# [TASK DIRECTIONS]
Repeat the passage from the piece on Trump, universities, and business word for word, starting at "Dani Rodrik: Will" and ending at "is no surprise.".

Dani Rodrik: Will America Inc and US academia protest Trump policies?
Subscribe to enjoy similar stories. America’s prodigious wealth and power are founded on two pillars: universities and businesses. The first produces the ideas, research and training that have made the country a Mecca for the world’s best minds.
The second generates the investment and innovation that have powered America’s formidable economic engine. But now, President Donald Trump seems intent on wrecking both. Trump’s behaviour is no surprise.
His economic-policy ideas have always been wacky, and his apparent hatred for elite academic institutions, which he views as the home of ‘woke’ culture, is well known. What’s more shocking is that corporate and academic leaders have made barely a peep. After Trump’s election victory last November, there was cautious optimism within business circles.

# [DATA RECORDS]
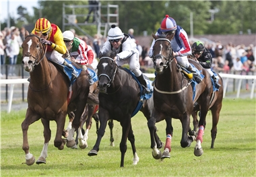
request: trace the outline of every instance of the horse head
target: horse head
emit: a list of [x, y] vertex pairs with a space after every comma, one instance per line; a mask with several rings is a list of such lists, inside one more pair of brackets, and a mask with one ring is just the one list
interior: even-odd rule
[[31, 72], [34, 69], [34, 65], [37, 65], [44, 57], [45, 47], [40, 42], [40, 34], [29, 34], [28, 31], [25, 32], [25, 40], [23, 42], [22, 47], [22, 64], [25, 71]]
[[106, 53], [100, 53], [100, 59], [97, 66], [98, 69], [98, 88], [101, 93], [106, 94], [107, 87], [110, 86], [114, 81], [117, 71], [117, 65], [114, 61], [116, 53], [109, 51]]
[[168, 67], [169, 62], [174, 59], [172, 48], [170, 41], [165, 35], [156, 36], [152, 34], [152, 36], [155, 39], [152, 55], [154, 68], [156, 73], [160, 73]]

# [EXERCISE OUTPUT]
Dani Rodrik: Will America Inc and US academia protest Trump policies?
Subscribe to enjoy similar stories. America’s prodigious wealth and power are founded on two pillars: universities and businesses. The first produces the ideas, research and training that have made the country a Mecca for the world’s best minds.
The second generates the investment and innovation that have powered America’s formidable economic engine. But now, President Donald Trump seems intent on wrecking both. Trump’s behaviour is no surprise.